» **Written problem**
Reproduce the records verbatim from the line containing "Where can you find the forehead" through the last line of the records, inclusive.

++++ Information provided ++++

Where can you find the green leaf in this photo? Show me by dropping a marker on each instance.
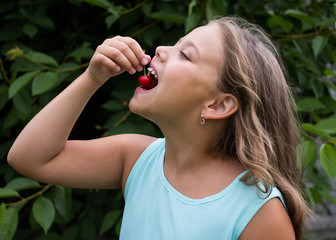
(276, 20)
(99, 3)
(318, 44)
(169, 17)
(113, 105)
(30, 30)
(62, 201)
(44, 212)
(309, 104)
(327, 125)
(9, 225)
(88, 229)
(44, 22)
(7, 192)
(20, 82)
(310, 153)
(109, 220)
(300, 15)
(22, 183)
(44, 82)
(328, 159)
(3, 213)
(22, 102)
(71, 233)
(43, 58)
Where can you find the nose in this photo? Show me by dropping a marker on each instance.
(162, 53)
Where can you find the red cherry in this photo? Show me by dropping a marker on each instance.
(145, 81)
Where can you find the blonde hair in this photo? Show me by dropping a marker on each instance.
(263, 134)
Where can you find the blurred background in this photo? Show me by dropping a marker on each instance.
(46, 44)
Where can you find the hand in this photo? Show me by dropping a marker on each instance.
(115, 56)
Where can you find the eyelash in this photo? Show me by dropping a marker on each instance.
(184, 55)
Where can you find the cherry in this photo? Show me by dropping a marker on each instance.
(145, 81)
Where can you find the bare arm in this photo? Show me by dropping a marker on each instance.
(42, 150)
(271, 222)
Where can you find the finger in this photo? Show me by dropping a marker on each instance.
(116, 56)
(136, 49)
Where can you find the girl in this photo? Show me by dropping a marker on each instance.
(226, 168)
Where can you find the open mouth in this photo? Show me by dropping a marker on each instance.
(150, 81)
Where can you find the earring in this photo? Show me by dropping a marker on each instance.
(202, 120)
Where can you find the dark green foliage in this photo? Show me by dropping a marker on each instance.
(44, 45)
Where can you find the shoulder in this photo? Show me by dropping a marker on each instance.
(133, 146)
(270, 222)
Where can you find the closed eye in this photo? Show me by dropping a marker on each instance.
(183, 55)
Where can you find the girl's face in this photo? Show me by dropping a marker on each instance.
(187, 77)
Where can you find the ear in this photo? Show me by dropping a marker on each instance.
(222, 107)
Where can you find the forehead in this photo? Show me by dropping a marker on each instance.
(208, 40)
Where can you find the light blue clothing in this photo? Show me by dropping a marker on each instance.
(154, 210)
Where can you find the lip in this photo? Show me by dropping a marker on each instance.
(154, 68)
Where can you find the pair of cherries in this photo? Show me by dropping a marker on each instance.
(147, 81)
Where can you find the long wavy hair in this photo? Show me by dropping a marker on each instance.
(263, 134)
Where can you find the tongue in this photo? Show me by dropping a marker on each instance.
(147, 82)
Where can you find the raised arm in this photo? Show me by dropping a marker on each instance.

++++

» **Answer**
Where can you find the forehead in this photo? Show me by dropping a marker on each instance.
(208, 40)
Where can you find the light blue clothing in this photo? Show me by dropping a marker on each instance.
(154, 210)
Where can you find the lip in this photo? Show me by dropping a marker on each instance.
(154, 68)
Where can you find the pair of cherries in this photo? Show me by dropping a marker on each instance.
(147, 81)
Where can you find the long wavy hair in this photo? Show me by dropping a marker on each instance.
(263, 134)
Where can you find the tongue in this photo? Show me by dropping a marker on each instance.
(147, 82)
Where can you find the raised arm in this photo? Show me by dropping a marker on each instance.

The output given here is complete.